I need all the entries repeated exactly as written.

** Opening SUPPLIED INFORMATION block **

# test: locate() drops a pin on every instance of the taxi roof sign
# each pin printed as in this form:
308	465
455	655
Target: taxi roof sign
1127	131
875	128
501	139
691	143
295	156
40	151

** Closing SUPPLIED INFORMATION block **

SOLVED EXERCISE =>
# test: locate() drops a pin on every instance of the taxi roof sign
# each pin printed as in this form:
308	465
455	655
Target: taxi roof sign
1127	131
875	128
501	139
691	143
295	156
40	151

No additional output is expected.